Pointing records
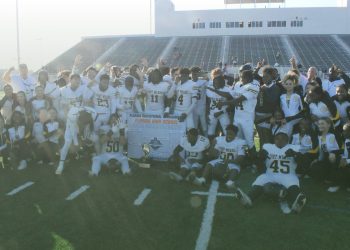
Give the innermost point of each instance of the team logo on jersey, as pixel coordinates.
(155, 143)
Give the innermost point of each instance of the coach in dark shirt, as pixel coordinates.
(268, 102)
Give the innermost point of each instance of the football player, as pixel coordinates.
(245, 95)
(279, 159)
(102, 98)
(199, 112)
(186, 98)
(230, 152)
(157, 91)
(71, 96)
(80, 125)
(217, 93)
(195, 147)
(112, 142)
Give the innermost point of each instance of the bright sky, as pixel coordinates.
(49, 27)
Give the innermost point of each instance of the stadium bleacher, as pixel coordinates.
(313, 50)
(202, 51)
(135, 48)
(320, 51)
(89, 48)
(244, 49)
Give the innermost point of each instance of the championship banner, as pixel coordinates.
(161, 134)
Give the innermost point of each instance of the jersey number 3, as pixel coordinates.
(281, 166)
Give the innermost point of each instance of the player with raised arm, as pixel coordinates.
(112, 142)
(217, 93)
(245, 94)
(156, 92)
(79, 131)
(199, 112)
(230, 152)
(186, 98)
(195, 147)
(279, 160)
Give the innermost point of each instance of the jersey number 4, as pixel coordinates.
(154, 98)
(280, 166)
(112, 147)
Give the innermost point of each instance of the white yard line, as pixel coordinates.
(218, 194)
(77, 192)
(205, 231)
(20, 188)
(142, 196)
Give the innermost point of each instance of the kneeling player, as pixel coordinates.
(195, 146)
(79, 132)
(280, 163)
(230, 150)
(112, 141)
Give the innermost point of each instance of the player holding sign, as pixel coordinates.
(186, 98)
(230, 152)
(79, 131)
(280, 163)
(195, 147)
(157, 91)
(112, 142)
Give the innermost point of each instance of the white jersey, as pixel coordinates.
(320, 110)
(38, 132)
(277, 163)
(342, 109)
(25, 85)
(327, 144)
(331, 87)
(196, 151)
(155, 96)
(185, 93)
(50, 127)
(200, 87)
(72, 98)
(37, 104)
(16, 134)
(127, 98)
(346, 154)
(112, 144)
(250, 91)
(291, 105)
(103, 101)
(72, 123)
(215, 99)
(229, 150)
(305, 142)
(53, 91)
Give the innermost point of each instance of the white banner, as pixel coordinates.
(161, 134)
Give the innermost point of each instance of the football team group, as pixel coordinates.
(302, 122)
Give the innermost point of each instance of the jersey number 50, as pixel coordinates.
(112, 147)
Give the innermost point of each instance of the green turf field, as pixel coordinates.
(170, 217)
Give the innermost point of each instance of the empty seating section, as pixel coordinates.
(250, 49)
(133, 49)
(320, 51)
(313, 50)
(90, 49)
(201, 51)
(346, 39)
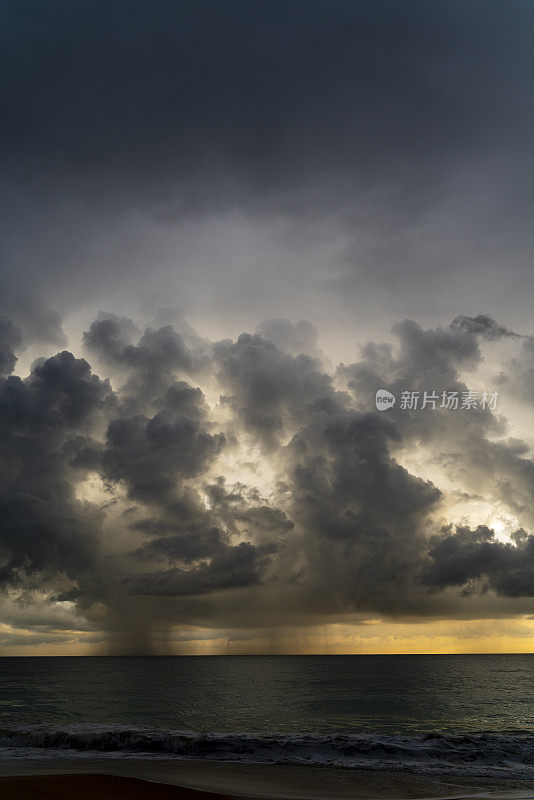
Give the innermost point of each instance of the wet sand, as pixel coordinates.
(138, 779)
(95, 787)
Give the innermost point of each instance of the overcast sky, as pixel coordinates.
(223, 227)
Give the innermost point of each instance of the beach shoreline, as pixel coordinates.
(171, 779)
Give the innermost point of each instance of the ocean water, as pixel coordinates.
(465, 713)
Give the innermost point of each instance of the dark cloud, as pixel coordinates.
(484, 325)
(265, 387)
(46, 531)
(10, 339)
(476, 560)
(345, 528)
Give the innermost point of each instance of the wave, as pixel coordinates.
(477, 754)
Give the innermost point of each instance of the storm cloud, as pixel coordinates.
(282, 209)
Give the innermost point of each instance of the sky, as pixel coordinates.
(224, 227)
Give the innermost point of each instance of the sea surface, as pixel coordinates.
(467, 714)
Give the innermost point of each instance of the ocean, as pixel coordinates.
(471, 714)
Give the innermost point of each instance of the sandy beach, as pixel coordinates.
(165, 780)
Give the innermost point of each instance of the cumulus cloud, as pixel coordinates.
(344, 528)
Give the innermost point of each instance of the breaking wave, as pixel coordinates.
(476, 754)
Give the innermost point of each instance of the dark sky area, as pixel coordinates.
(223, 227)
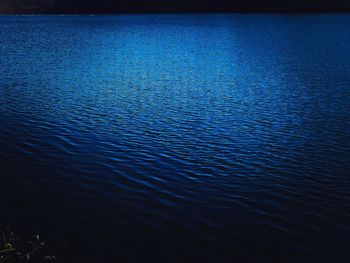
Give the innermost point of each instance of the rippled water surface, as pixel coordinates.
(209, 138)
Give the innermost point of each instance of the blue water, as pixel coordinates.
(169, 138)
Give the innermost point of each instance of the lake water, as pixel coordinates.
(177, 138)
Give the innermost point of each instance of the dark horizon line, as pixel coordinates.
(2, 12)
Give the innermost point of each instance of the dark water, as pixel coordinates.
(178, 138)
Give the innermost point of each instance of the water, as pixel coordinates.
(169, 138)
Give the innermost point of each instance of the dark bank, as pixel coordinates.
(172, 6)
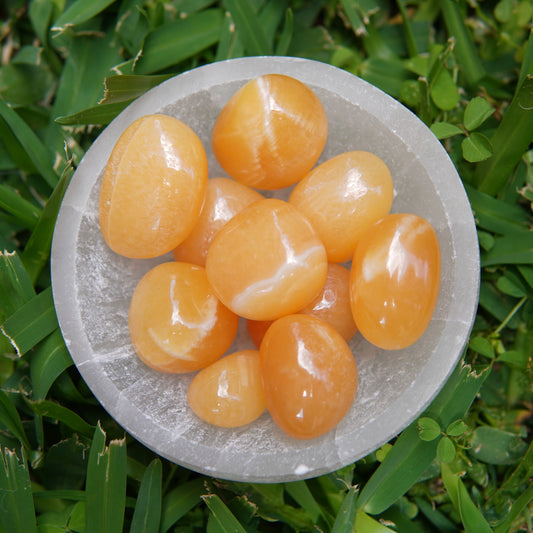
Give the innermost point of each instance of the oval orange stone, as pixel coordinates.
(271, 132)
(176, 322)
(395, 280)
(224, 198)
(332, 305)
(342, 197)
(229, 393)
(309, 375)
(267, 261)
(153, 187)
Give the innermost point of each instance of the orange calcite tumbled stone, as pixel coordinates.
(176, 322)
(395, 280)
(267, 261)
(224, 198)
(309, 375)
(229, 393)
(153, 187)
(332, 305)
(342, 197)
(271, 132)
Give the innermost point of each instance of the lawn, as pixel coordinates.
(465, 68)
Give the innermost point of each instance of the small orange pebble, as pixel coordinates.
(224, 198)
(332, 305)
(229, 393)
(309, 375)
(271, 132)
(153, 187)
(176, 322)
(342, 197)
(267, 261)
(395, 280)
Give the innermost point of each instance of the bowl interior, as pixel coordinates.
(92, 285)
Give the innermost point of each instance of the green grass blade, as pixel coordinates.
(224, 518)
(516, 248)
(179, 501)
(464, 48)
(50, 359)
(285, 37)
(10, 419)
(31, 323)
(105, 485)
(346, 516)
(99, 114)
(37, 152)
(147, 514)
(25, 212)
(17, 509)
(176, 41)
(410, 456)
(300, 493)
(37, 250)
(16, 287)
(249, 27)
(61, 414)
(510, 141)
(78, 12)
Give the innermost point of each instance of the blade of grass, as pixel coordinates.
(464, 48)
(249, 27)
(147, 514)
(37, 250)
(16, 288)
(176, 41)
(78, 12)
(516, 248)
(26, 212)
(31, 323)
(222, 515)
(50, 359)
(17, 508)
(179, 501)
(410, 456)
(10, 419)
(61, 414)
(105, 485)
(344, 522)
(510, 141)
(37, 152)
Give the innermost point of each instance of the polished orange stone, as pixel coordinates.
(224, 198)
(309, 375)
(229, 393)
(342, 197)
(176, 322)
(271, 132)
(153, 187)
(267, 261)
(332, 305)
(395, 280)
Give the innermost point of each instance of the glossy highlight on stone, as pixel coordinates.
(224, 198)
(309, 375)
(153, 187)
(395, 280)
(229, 393)
(271, 132)
(176, 322)
(267, 261)
(342, 197)
(332, 305)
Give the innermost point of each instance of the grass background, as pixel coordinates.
(464, 67)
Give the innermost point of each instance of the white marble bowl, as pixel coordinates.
(92, 286)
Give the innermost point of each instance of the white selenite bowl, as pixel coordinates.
(92, 285)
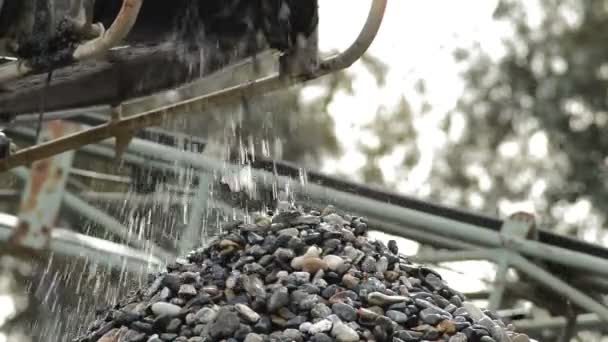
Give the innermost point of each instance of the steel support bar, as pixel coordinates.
(108, 253)
(198, 103)
(518, 226)
(558, 285)
(199, 207)
(418, 235)
(413, 219)
(500, 280)
(451, 256)
(107, 221)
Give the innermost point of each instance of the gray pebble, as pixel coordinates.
(162, 308)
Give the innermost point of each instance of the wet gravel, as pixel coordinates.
(297, 276)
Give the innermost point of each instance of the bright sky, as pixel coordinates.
(416, 41)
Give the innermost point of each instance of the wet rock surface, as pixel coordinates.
(299, 277)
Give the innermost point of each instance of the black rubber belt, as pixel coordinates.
(291, 170)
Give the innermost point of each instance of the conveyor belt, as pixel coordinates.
(291, 170)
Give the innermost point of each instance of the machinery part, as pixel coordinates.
(43, 192)
(200, 102)
(119, 29)
(105, 252)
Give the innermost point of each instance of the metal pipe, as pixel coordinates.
(196, 103)
(589, 321)
(410, 218)
(120, 28)
(418, 235)
(500, 279)
(363, 41)
(98, 216)
(198, 211)
(451, 256)
(558, 285)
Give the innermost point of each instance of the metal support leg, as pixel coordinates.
(98, 216)
(558, 285)
(500, 280)
(519, 226)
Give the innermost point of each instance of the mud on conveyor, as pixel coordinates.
(223, 31)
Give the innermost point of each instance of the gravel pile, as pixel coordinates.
(297, 277)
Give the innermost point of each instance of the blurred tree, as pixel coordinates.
(529, 125)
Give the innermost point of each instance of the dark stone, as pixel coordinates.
(142, 326)
(264, 325)
(225, 325)
(172, 282)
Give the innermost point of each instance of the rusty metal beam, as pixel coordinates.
(43, 192)
(124, 125)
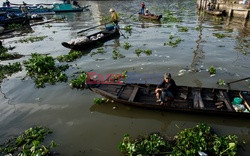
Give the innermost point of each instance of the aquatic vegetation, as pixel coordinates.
(29, 143)
(100, 100)
(173, 43)
(32, 39)
(126, 45)
(183, 29)
(8, 70)
(72, 56)
(99, 51)
(128, 28)
(117, 55)
(189, 141)
(218, 35)
(169, 17)
(221, 82)
(14, 26)
(48, 26)
(212, 70)
(146, 51)
(79, 82)
(43, 70)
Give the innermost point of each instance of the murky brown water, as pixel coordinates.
(79, 126)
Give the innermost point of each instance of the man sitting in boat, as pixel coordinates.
(147, 13)
(114, 17)
(167, 89)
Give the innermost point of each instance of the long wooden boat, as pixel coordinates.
(68, 8)
(214, 12)
(189, 99)
(107, 35)
(151, 16)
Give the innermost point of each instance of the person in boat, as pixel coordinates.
(147, 13)
(75, 3)
(167, 88)
(114, 17)
(7, 3)
(142, 7)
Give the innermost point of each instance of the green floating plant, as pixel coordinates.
(117, 55)
(79, 82)
(32, 39)
(43, 70)
(29, 142)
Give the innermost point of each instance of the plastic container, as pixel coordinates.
(110, 27)
(237, 101)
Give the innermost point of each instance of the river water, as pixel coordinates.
(82, 128)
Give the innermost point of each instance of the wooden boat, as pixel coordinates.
(68, 8)
(214, 12)
(108, 35)
(151, 16)
(189, 99)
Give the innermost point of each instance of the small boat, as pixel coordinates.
(214, 12)
(68, 8)
(188, 99)
(30, 9)
(151, 16)
(13, 19)
(107, 35)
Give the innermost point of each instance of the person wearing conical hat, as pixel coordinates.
(167, 88)
(114, 16)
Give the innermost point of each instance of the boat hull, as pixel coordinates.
(108, 35)
(189, 99)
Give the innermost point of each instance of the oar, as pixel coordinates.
(238, 80)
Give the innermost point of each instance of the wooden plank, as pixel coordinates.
(134, 92)
(102, 92)
(227, 101)
(246, 99)
(198, 103)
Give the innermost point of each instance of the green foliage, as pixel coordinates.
(32, 39)
(169, 17)
(212, 70)
(146, 51)
(128, 28)
(221, 82)
(144, 145)
(117, 55)
(187, 142)
(218, 35)
(79, 82)
(43, 70)
(126, 45)
(72, 56)
(14, 26)
(100, 100)
(99, 51)
(183, 29)
(8, 70)
(29, 143)
(4, 55)
(173, 43)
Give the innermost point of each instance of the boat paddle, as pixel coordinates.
(238, 80)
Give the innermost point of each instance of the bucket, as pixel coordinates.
(237, 101)
(110, 27)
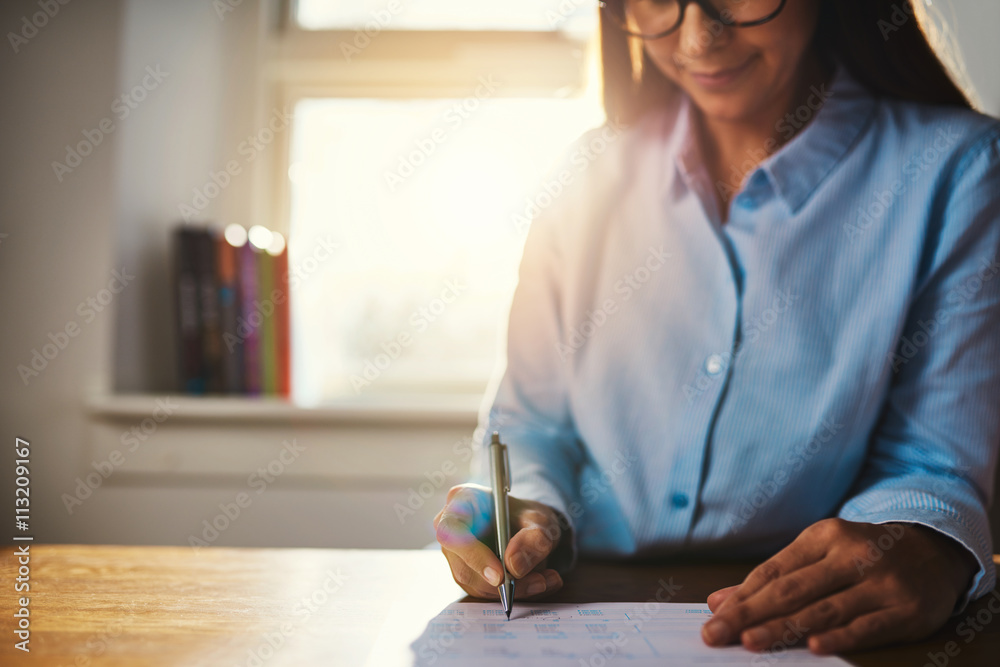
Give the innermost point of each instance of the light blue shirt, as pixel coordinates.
(676, 385)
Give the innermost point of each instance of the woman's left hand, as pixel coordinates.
(844, 586)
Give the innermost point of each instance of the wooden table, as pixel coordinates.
(135, 606)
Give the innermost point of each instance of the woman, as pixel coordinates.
(762, 321)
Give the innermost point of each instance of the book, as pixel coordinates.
(250, 319)
(208, 311)
(266, 306)
(282, 322)
(229, 309)
(191, 378)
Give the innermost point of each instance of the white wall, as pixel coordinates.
(64, 239)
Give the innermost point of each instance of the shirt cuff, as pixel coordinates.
(951, 526)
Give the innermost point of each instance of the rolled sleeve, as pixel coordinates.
(933, 455)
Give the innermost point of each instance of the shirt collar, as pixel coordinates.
(836, 114)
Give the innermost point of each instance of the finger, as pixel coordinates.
(806, 549)
(470, 581)
(537, 585)
(526, 549)
(470, 506)
(718, 597)
(778, 598)
(533, 518)
(826, 614)
(877, 628)
(454, 536)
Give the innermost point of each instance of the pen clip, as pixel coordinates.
(506, 469)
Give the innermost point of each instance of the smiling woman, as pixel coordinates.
(765, 378)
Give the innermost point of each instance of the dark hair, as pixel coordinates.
(890, 57)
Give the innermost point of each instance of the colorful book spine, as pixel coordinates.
(229, 308)
(282, 322)
(250, 320)
(268, 349)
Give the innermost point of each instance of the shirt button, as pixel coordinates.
(714, 364)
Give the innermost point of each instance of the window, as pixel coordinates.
(420, 133)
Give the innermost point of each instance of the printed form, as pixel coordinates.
(587, 635)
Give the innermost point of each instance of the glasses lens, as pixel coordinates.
(652, 17)
(745, 11)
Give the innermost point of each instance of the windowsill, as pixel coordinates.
(424, 409)
(372, 439)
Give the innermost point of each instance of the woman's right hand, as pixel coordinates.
(467, 519)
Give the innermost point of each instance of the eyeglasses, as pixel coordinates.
(652, 19)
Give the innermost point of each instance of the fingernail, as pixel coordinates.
(757, 637)
(520, 564)
(716, 632)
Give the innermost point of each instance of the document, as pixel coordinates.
(600, 634)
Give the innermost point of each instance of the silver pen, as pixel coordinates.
(500, 468)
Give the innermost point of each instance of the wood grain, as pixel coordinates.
(138, 606)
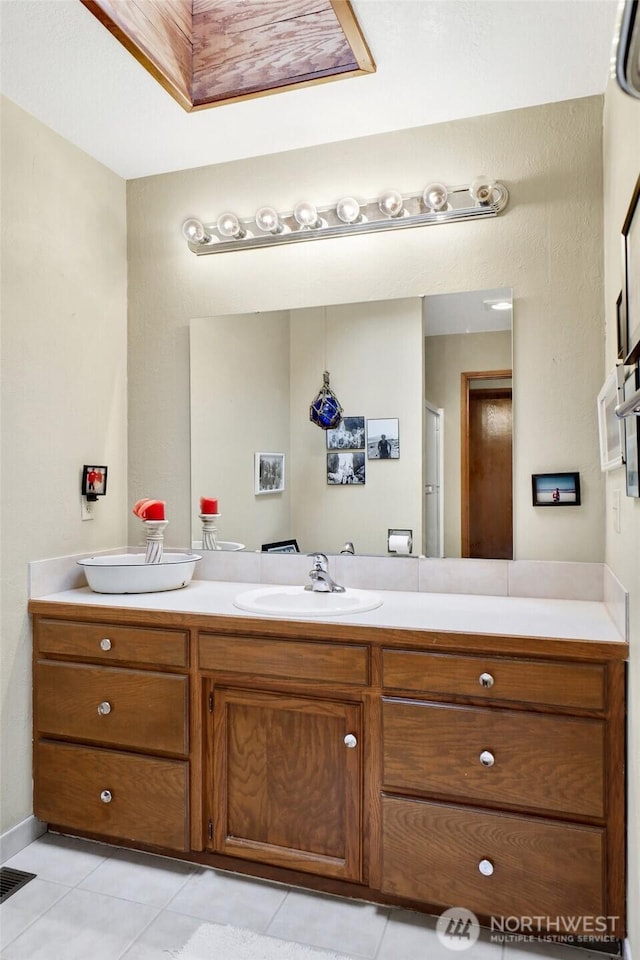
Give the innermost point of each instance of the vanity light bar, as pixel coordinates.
(391, 211)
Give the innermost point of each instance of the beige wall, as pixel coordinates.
(621, 170)
(547, 247)
(240, 405)
(63, 388)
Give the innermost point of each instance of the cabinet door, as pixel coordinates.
(286, 781)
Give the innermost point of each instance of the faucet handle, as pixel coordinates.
(320, 561)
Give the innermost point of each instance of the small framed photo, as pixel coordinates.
(383, 439)
(609, 426)
(346, 468)
(632, 435)
(281, 546)
(269, 472)
(556, 489)
(631, 273)
(348, 435)
(94, 482)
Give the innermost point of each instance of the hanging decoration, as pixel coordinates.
(325, 411)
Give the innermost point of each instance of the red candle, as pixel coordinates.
(153, 510)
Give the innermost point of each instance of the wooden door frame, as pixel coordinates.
(465, 381)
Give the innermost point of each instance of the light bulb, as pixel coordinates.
(268, 220)
(193, 230)
(390, 203)
(481, 190)
(435, 196)
(306, 214)
(229, 226)
(348, 210)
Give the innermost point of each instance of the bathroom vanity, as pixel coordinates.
(381, 756)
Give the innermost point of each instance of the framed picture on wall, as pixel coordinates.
(383, 439)
(349, 435)
(556, 489)
(94, 481)
(609, 426)
(631, 290)
(346, 468)
(281, 546)
(269, 472)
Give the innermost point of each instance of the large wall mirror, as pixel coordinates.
(435, 370)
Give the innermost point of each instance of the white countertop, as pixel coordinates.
(504, 616)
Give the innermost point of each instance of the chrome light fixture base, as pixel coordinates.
(463, 203)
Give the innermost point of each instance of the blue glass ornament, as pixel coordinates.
(325, 411)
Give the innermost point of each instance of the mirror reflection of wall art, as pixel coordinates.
(631, 238)
(94, 482)
(609, 426)
(556, 489)
(349, 435)
(632, 435)
(346, 468)
(269, 472)
(281, 546)
(383, 439)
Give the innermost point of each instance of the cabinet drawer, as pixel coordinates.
(530, 681)
(143, 645)
(289, 659)
(147, 797)
(502, 756)
(434, 852)
(138, 708)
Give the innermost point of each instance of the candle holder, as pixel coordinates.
(209, 531)
(154, 532)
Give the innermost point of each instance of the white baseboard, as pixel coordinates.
(20, 836)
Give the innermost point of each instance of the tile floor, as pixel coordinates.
(95, 902)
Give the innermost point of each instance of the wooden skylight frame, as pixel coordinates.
(206, 53)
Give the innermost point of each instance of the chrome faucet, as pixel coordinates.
(321, 580)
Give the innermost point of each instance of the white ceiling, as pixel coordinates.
(437, 60)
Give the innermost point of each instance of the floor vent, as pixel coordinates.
(11, 880)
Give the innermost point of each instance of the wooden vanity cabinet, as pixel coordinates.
(502, 786)
(284, 763)
(409, 767)
(110, 733)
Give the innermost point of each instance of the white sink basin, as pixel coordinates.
(128, 573)
(298, 602)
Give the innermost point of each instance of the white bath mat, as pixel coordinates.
(212, 941)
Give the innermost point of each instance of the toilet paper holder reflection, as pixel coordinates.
(399, 542)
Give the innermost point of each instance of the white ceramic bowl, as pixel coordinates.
(128, 573)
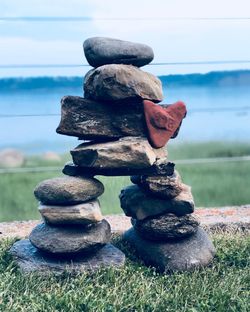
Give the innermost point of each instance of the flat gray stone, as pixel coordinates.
(68, 190)
(68, 239)
(137, 204)
(91, 120)
(162, 186)
(128, 152)
(86, 213)
(31, 260)
(166, 227)
(160, 166)
(101, 50)
(122, 83)
(194, 252)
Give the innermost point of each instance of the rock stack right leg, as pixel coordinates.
(165, 234)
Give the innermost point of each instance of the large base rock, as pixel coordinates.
(137, 204)
(30, 259)
(68, 190)
(161, 166)
(101, 50)
(185, 255)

- _WORK TO BE COMPLETED_
Reproduce precisely the lines of the entries above, from the one containing "Give the innermost point of each instance of the white sink" through the final one, both ends included, and omit the pictures.

- _RESULT_
Give the innermost point of each instance of the white sink basin, as pixel coordinates.
(128, 573)
(298, 602)
Give the innermost point of each instance of the white bath mat, as pixel coordinates.
(212, 941)
Give the innermost point of each instance of the toilet paper holder reflection, as pixel coordinates.
(399, 542)
Give the innermost point of each instance of the white ceramic bowl, as pixel coordinates.
(128, 573)
Give the innermost point of each instance of the flat gray stone, as pixel coordinates.
(68, 190)
(68, 239)
(137, 204)
(91, 120)
(162, 186)
(128, 152)
(86, 213)
(31, 260)
(166, 227)
(160, 166)
(101, 50)
(122, 83)
(194, 252)
Give the innermost point of each instance of the rock stack right leg, as pixel coordinates.
(165, 234)
Give the innermost point of each instance of the large base rock, as pixel coordinates.
(137, 204)
(30, 259)
(68, 190)
(161, 166)
(101, 50)
(185, 255)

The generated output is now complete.